— TASK REQUIREMENTS —
Collect every line of the records below that contains the word "harness".
RECORD SET Start Marker
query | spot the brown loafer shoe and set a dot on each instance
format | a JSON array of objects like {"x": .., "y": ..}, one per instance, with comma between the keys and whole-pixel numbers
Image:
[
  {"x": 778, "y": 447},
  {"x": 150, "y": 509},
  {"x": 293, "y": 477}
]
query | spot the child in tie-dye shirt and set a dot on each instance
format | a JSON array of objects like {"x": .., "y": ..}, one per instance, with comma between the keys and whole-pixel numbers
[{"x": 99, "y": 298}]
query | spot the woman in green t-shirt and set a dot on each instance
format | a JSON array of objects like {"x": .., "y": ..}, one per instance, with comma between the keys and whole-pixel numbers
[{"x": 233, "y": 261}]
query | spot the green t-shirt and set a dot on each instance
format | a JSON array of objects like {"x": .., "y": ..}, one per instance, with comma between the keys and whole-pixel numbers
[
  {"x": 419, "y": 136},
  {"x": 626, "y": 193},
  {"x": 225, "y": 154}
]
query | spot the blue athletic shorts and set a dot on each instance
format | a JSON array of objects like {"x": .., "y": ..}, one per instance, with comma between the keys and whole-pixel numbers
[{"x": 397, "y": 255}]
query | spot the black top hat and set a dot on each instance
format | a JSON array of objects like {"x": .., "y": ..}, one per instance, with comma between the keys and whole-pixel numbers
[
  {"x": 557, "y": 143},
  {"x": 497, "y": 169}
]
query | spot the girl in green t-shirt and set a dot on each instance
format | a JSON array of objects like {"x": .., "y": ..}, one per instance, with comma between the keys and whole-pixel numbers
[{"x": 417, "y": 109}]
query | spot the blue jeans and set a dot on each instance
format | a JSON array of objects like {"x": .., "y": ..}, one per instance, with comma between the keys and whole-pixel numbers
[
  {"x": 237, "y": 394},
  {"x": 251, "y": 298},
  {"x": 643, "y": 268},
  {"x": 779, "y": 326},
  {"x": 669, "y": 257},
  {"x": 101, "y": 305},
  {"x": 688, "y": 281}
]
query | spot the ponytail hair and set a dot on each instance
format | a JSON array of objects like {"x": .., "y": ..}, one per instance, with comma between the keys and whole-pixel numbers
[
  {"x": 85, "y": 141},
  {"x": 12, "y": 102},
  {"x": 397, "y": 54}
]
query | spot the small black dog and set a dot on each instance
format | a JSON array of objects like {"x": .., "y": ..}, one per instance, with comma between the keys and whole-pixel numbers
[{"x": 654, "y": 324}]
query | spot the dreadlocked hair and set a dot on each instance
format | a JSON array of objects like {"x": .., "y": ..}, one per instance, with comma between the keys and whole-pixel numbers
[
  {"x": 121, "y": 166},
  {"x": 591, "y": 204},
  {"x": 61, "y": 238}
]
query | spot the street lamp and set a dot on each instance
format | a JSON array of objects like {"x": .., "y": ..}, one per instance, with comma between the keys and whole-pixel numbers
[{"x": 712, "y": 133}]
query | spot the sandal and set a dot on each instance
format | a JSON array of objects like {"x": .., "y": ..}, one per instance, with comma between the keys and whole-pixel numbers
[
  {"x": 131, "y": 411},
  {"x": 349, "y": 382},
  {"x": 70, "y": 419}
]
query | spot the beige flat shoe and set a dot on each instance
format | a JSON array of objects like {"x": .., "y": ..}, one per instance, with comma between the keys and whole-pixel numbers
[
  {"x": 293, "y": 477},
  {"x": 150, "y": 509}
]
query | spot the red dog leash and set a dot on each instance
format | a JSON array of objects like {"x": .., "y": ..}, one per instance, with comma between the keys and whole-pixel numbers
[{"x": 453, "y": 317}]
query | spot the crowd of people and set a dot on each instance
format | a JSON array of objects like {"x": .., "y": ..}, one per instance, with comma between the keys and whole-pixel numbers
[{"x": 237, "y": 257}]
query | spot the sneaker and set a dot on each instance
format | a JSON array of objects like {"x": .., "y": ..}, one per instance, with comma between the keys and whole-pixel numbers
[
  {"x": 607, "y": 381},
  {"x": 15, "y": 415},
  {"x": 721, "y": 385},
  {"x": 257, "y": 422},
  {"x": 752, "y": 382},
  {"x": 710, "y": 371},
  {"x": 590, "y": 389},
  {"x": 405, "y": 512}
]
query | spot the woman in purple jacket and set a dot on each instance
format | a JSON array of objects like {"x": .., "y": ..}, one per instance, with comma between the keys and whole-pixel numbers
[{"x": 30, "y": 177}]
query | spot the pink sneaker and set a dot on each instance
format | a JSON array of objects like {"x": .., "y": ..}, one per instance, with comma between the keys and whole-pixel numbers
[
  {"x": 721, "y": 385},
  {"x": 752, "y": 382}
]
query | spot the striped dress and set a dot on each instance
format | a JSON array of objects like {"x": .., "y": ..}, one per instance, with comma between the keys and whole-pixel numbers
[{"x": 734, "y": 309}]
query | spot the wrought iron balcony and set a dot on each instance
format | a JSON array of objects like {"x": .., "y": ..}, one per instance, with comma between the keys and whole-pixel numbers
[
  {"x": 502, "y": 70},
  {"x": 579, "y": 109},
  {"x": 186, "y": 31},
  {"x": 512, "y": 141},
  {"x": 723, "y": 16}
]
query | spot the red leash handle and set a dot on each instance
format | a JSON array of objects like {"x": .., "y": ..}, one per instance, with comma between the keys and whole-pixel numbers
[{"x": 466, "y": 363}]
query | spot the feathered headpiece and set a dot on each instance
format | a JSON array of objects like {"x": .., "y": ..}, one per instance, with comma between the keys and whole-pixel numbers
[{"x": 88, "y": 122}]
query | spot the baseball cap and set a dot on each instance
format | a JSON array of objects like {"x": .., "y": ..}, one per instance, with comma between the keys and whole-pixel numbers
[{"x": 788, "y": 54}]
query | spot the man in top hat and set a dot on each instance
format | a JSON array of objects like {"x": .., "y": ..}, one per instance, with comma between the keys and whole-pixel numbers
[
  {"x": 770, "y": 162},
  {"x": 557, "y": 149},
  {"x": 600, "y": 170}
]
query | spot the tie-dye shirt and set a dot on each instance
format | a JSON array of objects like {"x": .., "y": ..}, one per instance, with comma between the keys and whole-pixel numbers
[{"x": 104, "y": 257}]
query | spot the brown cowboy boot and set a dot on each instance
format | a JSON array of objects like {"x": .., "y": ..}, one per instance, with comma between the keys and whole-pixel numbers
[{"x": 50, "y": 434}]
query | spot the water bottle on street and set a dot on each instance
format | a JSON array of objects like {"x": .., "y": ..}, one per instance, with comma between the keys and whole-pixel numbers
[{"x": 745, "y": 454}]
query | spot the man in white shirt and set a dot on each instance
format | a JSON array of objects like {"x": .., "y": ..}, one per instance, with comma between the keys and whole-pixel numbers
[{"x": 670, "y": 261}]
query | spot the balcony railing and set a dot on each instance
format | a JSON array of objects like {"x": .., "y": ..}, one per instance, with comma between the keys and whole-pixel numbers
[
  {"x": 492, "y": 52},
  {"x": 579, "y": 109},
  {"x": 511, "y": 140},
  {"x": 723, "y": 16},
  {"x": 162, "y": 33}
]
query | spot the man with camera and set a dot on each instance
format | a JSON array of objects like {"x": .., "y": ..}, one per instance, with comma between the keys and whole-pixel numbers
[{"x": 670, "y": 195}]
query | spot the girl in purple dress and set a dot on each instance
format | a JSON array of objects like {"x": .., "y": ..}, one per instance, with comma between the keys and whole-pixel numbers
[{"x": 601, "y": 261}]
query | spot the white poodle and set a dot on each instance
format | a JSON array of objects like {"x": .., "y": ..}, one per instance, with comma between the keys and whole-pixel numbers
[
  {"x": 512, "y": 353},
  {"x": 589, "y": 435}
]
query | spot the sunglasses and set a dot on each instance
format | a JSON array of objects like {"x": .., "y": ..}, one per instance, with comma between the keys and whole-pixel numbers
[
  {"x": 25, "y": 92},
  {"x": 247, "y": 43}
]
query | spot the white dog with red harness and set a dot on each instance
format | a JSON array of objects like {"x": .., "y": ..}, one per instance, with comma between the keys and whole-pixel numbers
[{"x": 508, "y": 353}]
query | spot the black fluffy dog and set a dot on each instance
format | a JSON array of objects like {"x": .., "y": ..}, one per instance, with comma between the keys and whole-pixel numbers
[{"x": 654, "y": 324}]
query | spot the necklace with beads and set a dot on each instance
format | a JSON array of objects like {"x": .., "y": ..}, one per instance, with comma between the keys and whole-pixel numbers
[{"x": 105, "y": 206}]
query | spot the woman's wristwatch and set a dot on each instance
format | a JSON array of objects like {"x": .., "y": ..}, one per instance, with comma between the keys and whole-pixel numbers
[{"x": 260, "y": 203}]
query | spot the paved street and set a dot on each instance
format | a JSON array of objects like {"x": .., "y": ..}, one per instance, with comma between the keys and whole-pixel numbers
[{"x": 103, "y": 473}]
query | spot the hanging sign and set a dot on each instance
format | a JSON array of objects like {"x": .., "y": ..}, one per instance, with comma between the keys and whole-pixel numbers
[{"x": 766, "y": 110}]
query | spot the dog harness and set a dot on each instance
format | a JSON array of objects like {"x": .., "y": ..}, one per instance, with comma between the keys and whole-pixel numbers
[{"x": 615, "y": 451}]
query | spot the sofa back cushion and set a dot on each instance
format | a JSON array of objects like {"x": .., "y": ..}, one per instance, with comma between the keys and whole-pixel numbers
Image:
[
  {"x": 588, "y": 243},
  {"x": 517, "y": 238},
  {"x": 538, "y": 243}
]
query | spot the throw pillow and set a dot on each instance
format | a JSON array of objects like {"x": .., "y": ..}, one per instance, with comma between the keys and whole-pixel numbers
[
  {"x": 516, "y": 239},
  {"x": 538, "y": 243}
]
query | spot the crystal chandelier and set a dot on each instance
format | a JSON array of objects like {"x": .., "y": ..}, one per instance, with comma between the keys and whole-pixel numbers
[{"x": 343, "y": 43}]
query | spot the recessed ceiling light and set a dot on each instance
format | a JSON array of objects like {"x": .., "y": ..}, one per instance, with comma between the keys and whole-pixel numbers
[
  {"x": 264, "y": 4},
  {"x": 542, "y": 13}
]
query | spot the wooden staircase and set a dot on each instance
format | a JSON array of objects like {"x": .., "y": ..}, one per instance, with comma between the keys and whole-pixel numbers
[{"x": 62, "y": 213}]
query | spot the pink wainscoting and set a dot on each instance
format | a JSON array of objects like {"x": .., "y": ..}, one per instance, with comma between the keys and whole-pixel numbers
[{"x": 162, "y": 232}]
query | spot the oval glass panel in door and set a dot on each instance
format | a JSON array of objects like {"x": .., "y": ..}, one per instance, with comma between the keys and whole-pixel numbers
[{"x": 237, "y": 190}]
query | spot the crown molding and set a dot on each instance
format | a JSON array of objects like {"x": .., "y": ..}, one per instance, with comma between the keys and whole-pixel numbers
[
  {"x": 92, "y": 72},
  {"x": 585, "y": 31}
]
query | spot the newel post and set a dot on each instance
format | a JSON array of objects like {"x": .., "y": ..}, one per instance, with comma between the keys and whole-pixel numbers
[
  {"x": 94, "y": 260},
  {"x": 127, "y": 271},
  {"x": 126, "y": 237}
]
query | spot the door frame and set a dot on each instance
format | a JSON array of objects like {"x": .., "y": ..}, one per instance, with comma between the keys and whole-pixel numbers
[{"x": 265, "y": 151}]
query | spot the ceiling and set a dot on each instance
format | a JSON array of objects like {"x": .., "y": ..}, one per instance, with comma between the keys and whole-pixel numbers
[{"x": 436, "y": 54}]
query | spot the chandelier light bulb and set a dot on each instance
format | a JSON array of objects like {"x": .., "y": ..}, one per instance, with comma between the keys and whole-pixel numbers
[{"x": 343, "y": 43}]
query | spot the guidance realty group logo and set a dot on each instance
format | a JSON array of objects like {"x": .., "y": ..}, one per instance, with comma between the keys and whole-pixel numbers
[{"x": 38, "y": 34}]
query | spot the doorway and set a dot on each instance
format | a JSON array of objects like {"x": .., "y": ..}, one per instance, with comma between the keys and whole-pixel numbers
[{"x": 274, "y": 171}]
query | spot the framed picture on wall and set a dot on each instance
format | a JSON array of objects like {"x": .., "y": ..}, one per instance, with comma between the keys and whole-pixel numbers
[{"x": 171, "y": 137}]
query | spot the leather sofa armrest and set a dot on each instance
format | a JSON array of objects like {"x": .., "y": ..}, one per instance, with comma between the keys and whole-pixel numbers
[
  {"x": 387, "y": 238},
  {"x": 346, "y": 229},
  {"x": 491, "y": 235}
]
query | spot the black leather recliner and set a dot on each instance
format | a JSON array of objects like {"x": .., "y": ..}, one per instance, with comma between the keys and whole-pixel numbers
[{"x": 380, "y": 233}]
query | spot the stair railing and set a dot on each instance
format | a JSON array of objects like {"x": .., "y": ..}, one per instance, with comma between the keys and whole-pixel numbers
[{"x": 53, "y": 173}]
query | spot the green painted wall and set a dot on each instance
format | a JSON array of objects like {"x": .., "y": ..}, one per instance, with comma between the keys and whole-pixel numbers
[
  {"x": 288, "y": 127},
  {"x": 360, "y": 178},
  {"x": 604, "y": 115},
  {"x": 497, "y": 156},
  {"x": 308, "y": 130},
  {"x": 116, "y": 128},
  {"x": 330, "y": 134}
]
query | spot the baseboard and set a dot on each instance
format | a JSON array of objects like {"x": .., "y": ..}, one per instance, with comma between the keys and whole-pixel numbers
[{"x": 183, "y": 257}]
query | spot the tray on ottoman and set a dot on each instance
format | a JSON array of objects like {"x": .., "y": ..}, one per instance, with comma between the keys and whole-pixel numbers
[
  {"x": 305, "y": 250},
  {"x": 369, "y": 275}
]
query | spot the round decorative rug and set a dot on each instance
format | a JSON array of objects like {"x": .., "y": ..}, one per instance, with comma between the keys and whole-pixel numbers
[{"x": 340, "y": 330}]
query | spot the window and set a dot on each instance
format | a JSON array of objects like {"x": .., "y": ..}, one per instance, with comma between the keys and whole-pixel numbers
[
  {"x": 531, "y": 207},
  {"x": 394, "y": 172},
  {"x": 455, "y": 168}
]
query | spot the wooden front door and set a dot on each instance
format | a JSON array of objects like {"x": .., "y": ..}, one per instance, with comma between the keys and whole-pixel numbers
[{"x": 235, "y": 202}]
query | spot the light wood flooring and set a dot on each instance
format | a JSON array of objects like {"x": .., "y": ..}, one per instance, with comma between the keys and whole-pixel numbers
RECORD SET End Marker
— ANSWER FOR THIS EXERCISE —
query | spot the white dog with red harness and set a dot on each instance
query | spot the dog harness and set a dot on each instance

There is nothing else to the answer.